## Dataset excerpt
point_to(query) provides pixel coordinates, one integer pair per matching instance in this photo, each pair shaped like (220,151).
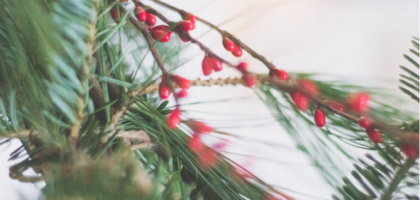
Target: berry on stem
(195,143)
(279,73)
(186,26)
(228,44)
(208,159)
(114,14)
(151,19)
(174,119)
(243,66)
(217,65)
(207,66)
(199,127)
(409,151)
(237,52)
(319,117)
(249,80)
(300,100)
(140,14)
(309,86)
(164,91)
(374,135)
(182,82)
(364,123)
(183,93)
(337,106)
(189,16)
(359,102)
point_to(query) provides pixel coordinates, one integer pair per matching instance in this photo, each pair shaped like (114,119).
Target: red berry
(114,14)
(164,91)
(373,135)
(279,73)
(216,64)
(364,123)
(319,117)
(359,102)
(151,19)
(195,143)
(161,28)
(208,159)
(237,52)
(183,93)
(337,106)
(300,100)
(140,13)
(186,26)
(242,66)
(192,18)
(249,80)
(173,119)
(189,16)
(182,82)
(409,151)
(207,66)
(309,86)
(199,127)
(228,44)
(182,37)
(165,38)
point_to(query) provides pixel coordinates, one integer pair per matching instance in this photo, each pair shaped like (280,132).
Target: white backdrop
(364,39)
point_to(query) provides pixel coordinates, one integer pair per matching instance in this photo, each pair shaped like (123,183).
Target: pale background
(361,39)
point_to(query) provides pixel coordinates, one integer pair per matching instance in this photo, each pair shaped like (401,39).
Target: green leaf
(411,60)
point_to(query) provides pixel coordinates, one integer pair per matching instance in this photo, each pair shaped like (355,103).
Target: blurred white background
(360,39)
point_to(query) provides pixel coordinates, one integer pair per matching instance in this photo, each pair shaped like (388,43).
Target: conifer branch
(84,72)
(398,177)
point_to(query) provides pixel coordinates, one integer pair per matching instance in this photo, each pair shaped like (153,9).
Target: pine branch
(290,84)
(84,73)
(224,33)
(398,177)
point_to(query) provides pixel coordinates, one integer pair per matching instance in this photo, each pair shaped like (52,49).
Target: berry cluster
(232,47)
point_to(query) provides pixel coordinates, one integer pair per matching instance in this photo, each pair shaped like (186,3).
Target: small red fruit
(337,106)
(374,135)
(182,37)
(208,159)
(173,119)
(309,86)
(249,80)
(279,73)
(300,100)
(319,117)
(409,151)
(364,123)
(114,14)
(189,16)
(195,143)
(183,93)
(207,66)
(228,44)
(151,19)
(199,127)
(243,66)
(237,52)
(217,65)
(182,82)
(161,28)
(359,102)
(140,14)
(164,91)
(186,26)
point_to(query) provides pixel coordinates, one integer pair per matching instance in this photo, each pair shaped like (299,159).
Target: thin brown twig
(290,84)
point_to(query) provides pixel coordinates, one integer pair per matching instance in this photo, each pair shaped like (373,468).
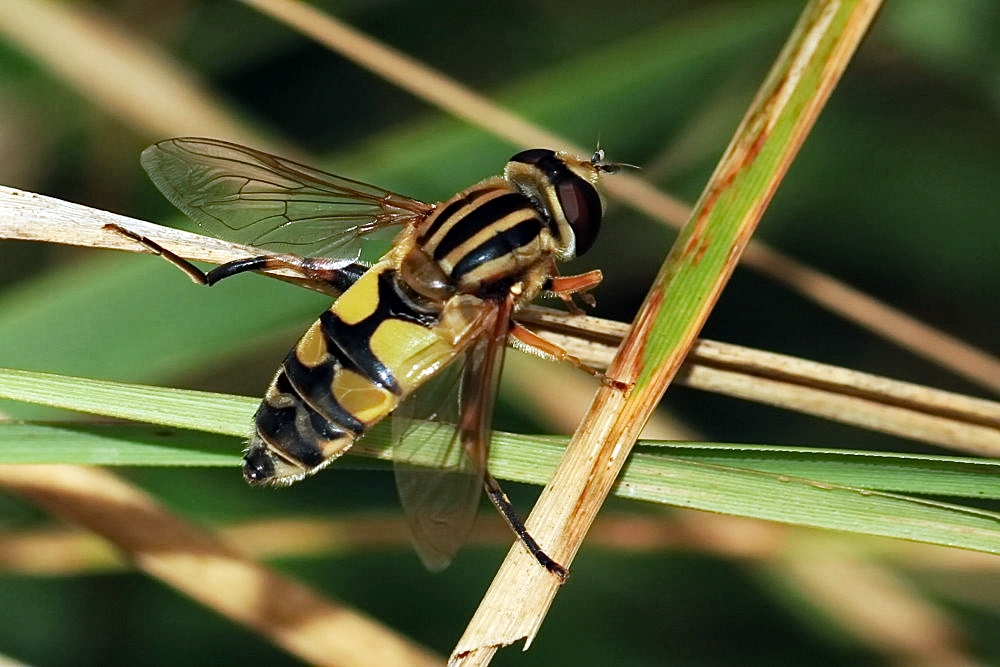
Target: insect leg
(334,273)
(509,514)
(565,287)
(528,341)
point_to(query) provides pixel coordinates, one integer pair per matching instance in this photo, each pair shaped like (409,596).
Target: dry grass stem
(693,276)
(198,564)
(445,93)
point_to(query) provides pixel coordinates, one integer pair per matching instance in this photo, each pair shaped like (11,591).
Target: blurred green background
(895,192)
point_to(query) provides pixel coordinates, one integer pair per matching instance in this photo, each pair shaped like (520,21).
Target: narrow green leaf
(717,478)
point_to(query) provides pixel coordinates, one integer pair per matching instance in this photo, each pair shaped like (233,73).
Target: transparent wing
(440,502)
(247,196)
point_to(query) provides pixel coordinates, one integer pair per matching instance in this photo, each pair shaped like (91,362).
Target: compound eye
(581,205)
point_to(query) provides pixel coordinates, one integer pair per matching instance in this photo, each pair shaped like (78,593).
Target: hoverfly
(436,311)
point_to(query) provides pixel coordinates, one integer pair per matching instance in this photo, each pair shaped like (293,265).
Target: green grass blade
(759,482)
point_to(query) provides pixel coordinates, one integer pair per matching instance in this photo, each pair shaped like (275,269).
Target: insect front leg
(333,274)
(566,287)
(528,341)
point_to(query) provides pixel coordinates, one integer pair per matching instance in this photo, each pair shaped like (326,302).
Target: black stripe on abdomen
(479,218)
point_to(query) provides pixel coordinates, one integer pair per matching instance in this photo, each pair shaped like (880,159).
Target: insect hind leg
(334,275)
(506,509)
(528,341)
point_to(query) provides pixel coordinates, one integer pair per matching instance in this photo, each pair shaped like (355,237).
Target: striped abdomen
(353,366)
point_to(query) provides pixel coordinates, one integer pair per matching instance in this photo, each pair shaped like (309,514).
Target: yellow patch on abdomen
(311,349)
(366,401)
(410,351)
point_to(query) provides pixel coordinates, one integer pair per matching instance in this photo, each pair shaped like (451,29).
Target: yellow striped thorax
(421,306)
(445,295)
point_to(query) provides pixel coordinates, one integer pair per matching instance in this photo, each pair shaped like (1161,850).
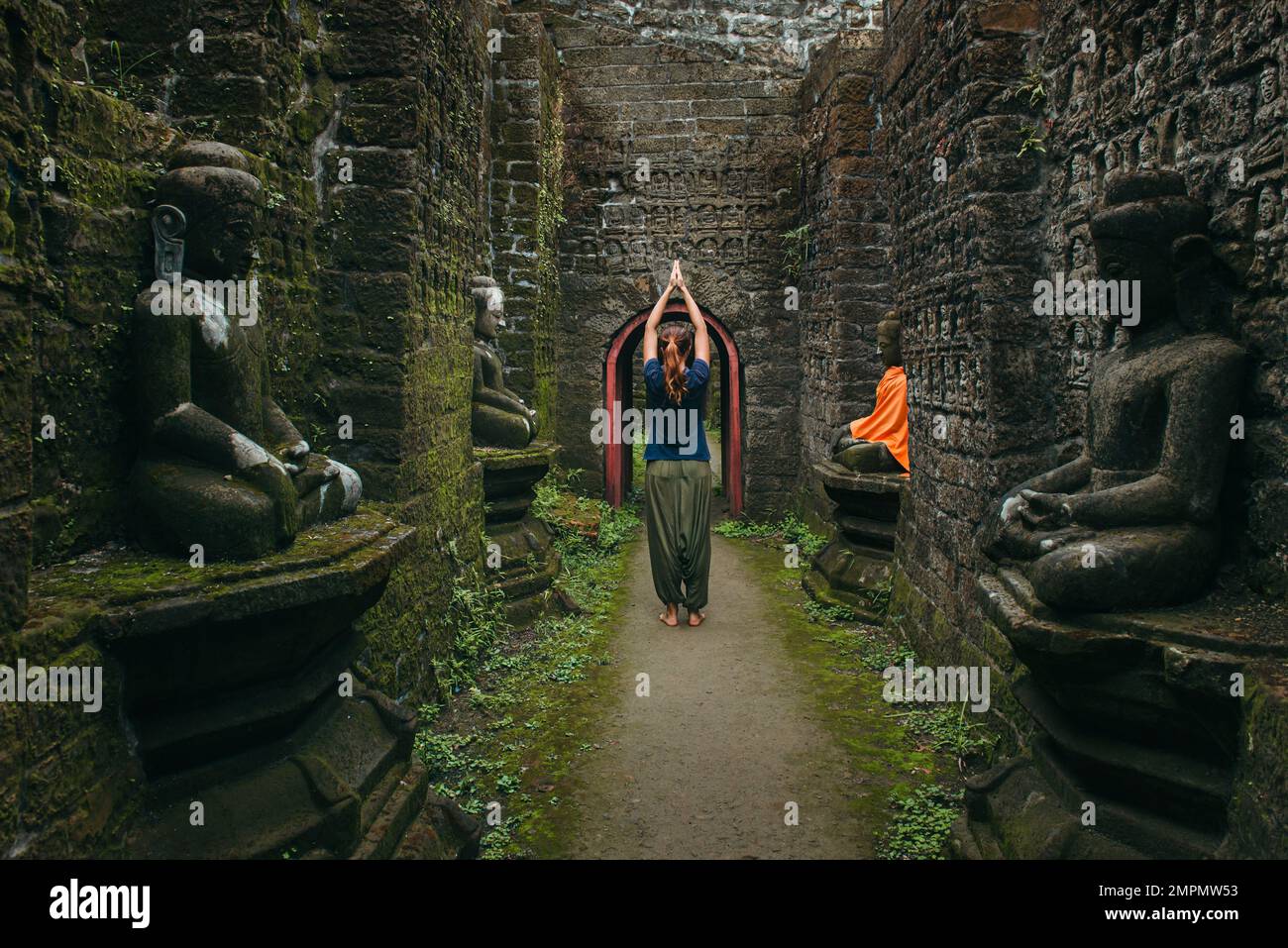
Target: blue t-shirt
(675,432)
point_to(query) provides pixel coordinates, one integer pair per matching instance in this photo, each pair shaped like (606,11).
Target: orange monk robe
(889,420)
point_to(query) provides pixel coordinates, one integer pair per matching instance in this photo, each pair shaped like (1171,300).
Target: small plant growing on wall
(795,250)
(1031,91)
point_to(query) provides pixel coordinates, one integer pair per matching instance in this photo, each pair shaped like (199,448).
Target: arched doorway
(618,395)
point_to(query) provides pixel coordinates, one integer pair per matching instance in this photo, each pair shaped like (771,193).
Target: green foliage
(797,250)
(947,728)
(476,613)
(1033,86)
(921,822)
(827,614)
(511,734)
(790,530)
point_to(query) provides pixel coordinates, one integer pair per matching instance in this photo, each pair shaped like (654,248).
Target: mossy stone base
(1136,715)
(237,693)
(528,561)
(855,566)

## Short task
In the records above, find the line with "shaped like (275,269)." and copy from it through the last line exactly, without the pictures.

## Answer to the problem
point_to(query) provides pixel coordinates, one integer pair per matching instance in this photo, each pair shaped like (275,269).
Target: insect front leg
(333,274)
(566,287)
(528,341)
point_to(query) provides pixel coordinates, one integer pair per matching instance in this photo, each pair shaped like (326,302).
Target: black stripe on abdomen
(479,218)
point_to(query) provides pixel coordinates, one integer pair per matching instance in this photo, each pair shaped like (880,159).
Target: insect hind leg
(334,275)
(506,509)
(528,341)
point_to(query) provides pixel coordinates, one integer pair per matching instance in this photo, each pair shaped like (355,237).
Target: striped abdomen
(353,366)
point_to(query) provides pixel coordinates, one integer pair per matching instance in this photo, each pair shaped like (309,514).
Target: yellow patch on abdomen
(311,349)
(366,401)
(410,351)
point_to(query) provides pixel coordinates, one integer pair per matching instance in this photo, each pair shaped like (451,29).
Target: yellow striped thorax
(421,306)
(445,295)
point_to(query) provides pixel coordinates, one integer pair per matching instance in this photo, each pair shaped like (1161,850).
Target: blue t-shirt
(675,432)
point_to(query) provides pixel coordinates, one integer pair per matching instance in this photo, each pair shaped like (606,11).
Target: orange monk robe
(889,420)
point_to(query) provides pixel coordinates, one integer pair per matching instance in this photo, each pair shaped like (1171,300).
Target: small plant growing on wall
(795,250)
(1031,91)
point_to(query) provides pixel coordinates, one integer pair per matching instance in this photo, each pair shaped like (199,448).
Target: arched doorway
(618,395)
point_to(query) provides pixel coordinates, one integer pair per matching instance in this photo, each pair shaped like (771,193).
Target: green foliage
(797,250)
(947,728)
(476,613)
(1033,86)
(921,822)
(827,614)
(511,734)
(790,530)
point_to(query) provides pixel coordinates, one integer pair per matching instance in this photo, each pair shaped like (654,248).
Target: mossy stone base
(1136,715)
(237,693)
(528,561)
(855,566)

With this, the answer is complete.